| RECORD EXTRACTS |
********************
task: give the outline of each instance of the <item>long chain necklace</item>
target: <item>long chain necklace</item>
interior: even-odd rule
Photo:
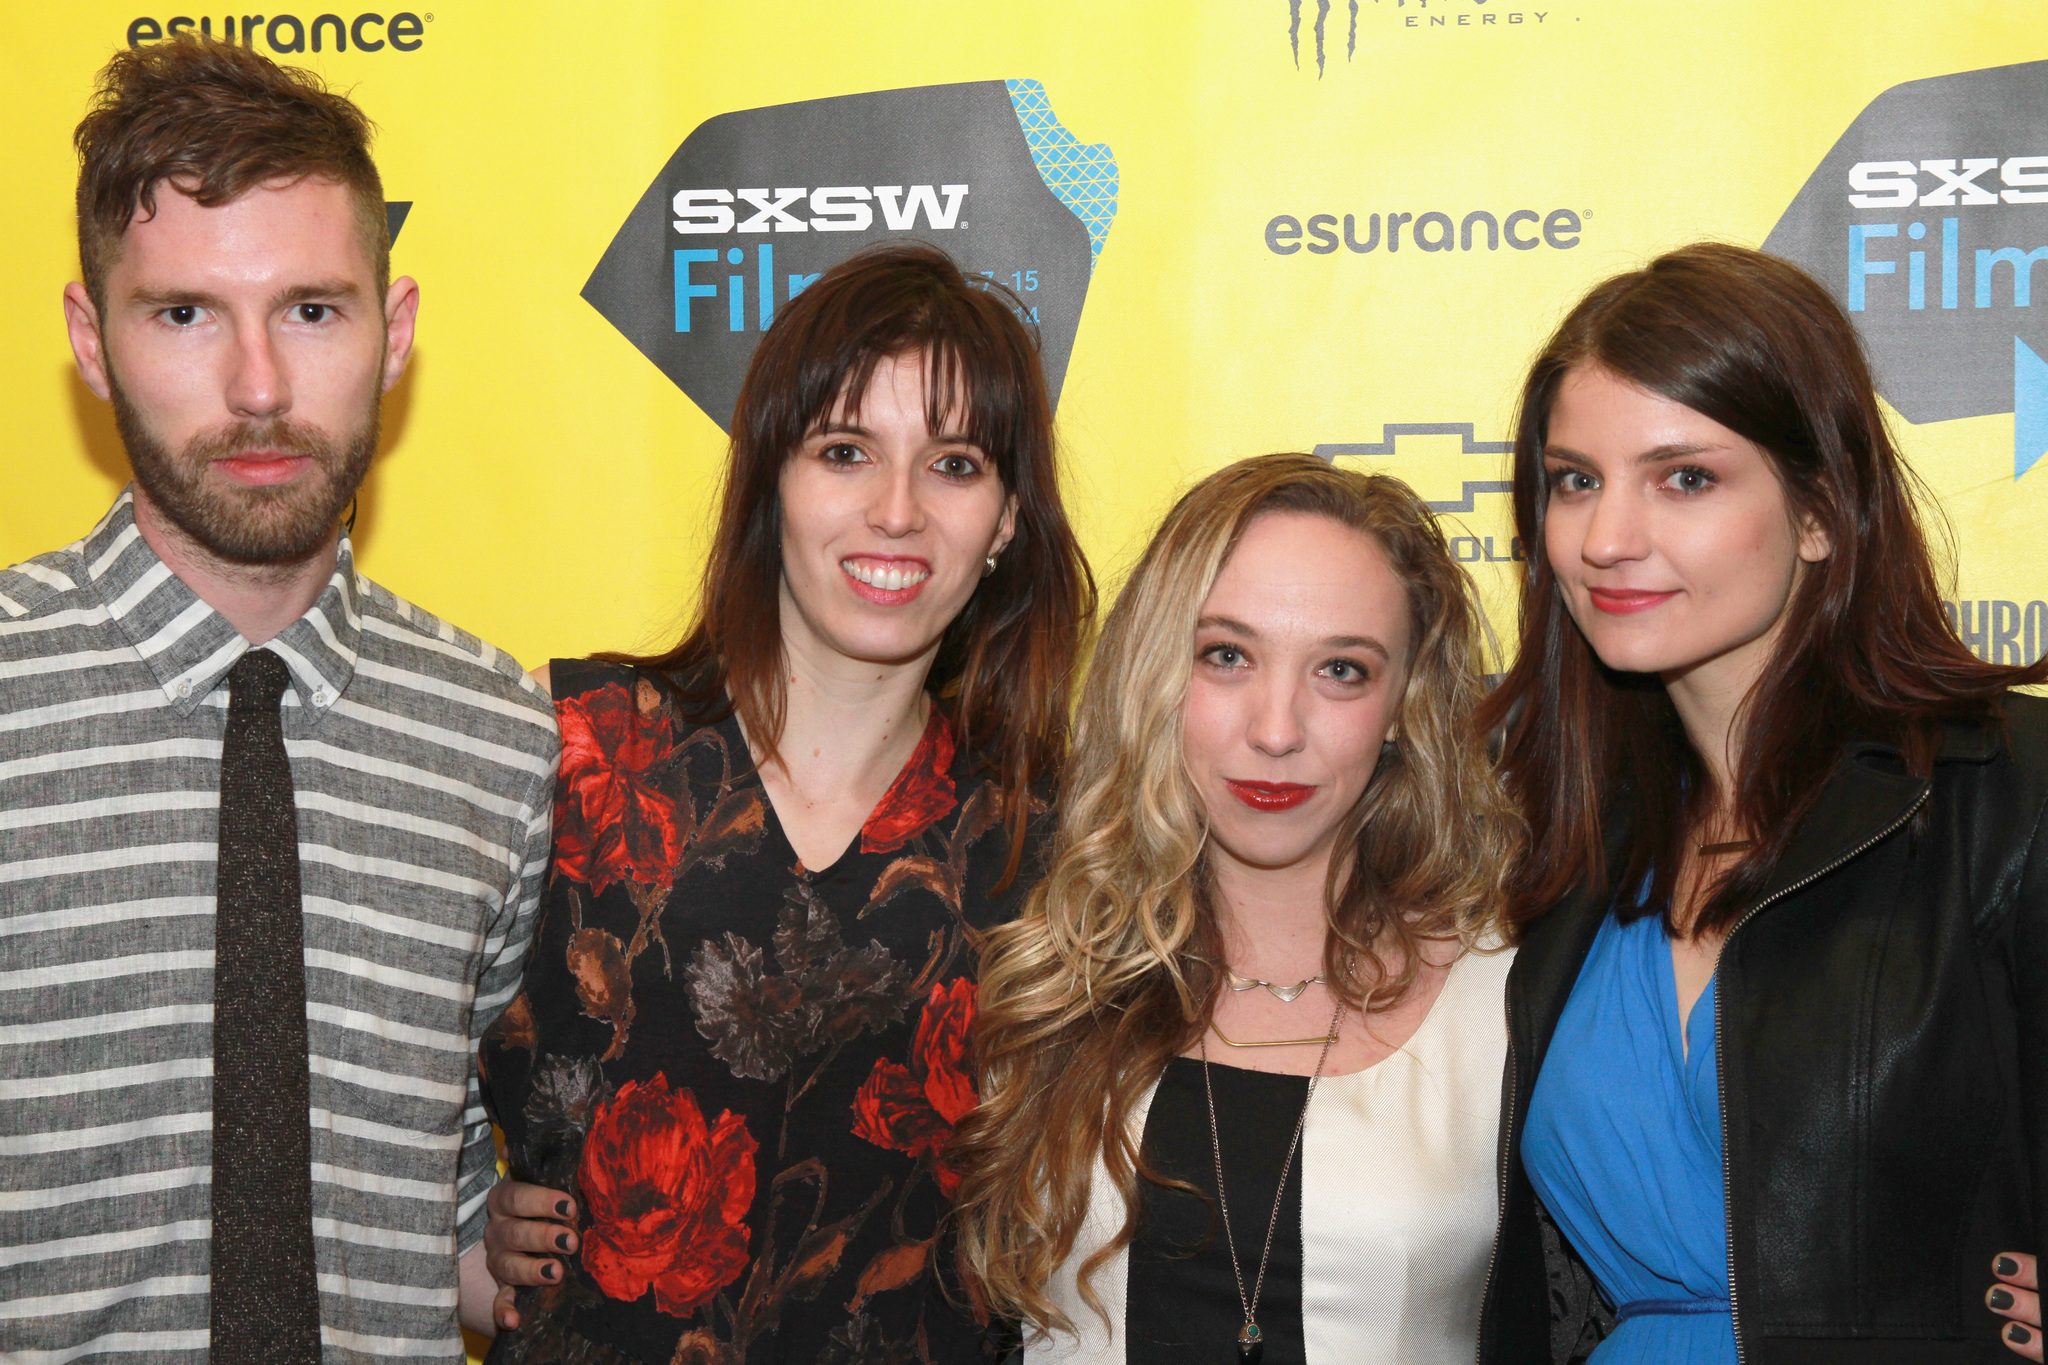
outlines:
[[[1263,984],[1263,983],[1261,983]],[[1323,1078],[1323,1067],[1330,1060],[1330,1045],[1337,1041],[1337,1025],[1344,1017],[1344,1002],[1337,1001],[1337,1008],[1330,1013],[1330,1033],[1323,1039],[1322,1053],[1316,1058],[1315,1074],[1308,1078],[1308,1093],[1301,1099],[1301,1117],[1294,1121],[1294,1136],[1287,1142],[1287,1158],[1280,1163],[1280,1185],[1273,1192],[1273,1212],[1266,1219],[1266,1245],[1259,1252],[1259,1273],[1252,1282],[1252,1292],[1244,1292],[1244,1268],[1237,1260],[1237,1234],[1230,1227],[1230,1199],[1223,1193],[1223,1135],[1216,1130],[1216,1088],[1209,1083],[1209,1032],[1202,1031],[1202,1093],[1209,1100],[1209,1143],[1216,1155],[1216,1202],[1223,1210],[1223,1240],[1230,1247],[1230,1275],[1237,1282],[1238,1302],[1244,1305],[1244,1326],[1237,1333],[1237,1359],[1239,1365],[1259,1365],[1259,1357],[1266,1352],[1266,1338],[1259,1331],[1259,1296],[1266,1290],[1266,1262],[1273,1254],[1273,1229],[1280,1225],[1280,1201],[1287,1194],[1287,1173],[1294,1169],[1294,1153],[1301,1147],[1301,1130],[1308,1124],[1309,1101],[1316,1097],[1316,1082]]]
********************
| THE TASK |
Look through the data above and return each line where the string "long" occurs.

| ANSWER BOX |
task: give the outline of each instance of the <item>long chain necklace</item>
target: <item>long chain necklace</item>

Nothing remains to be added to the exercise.